Data pulled from a collection
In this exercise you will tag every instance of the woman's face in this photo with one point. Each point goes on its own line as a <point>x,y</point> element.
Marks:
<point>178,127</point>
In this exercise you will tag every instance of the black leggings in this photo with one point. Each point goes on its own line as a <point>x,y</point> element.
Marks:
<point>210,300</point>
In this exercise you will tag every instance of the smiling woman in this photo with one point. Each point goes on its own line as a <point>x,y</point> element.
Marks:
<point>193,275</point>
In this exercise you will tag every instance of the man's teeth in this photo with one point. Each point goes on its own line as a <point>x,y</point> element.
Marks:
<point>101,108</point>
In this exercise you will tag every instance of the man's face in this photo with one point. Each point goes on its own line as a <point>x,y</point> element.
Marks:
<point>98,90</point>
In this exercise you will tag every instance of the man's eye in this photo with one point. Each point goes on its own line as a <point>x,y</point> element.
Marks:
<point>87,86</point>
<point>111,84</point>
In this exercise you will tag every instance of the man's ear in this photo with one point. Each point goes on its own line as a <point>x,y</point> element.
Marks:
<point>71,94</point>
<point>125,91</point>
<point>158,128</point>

TASK BRIEF
Retype every one of the entries above without changing a single character.

WORKED SOLUTION
In this exercise you will tag every instance of the woman's face in this photo with one point. Each point goes on its own line as a <point>x,y</point> element.
Marks:
<point>178,127</point>
In this exercise you will tag every instance of the black leggings in this photo with one point. Each point goes on its own line as a <point>x,y</point> element.
Marks:
<point>210,300</point>
In this exercise you will tag every instance of the smiling woman in this photo with one point. Each point goes on its own line as a <point>x,y</point> element.
Marks:
<point>193,275</point>
In this exercise you will tag every instance of the man's teeth in this photo with one point. Each point goes on its own line as a <point>x,y</point> element.
Marks:
<point>101,108</point>
In this exercise you will tag every instance of the man's face in this photo with one point. Each point goes on its own line as a <point>x,y</point> element.
Marks:
<point>98,90</point>
In this exercise you will tag every instance of the man's eye in this photo with one point. Each point goes on its own line as a <point>x,y</point> element.
Marks:
<point>87,86</point>
<point>111,84</point>
In this exercise you will tag every instance of the man's ear in this photo with one point. Each point goes on its own line as a <point>x,y</point> element.
Marks:
<point>71,94</point>
<point>125,91</point>
<point>158,128</point>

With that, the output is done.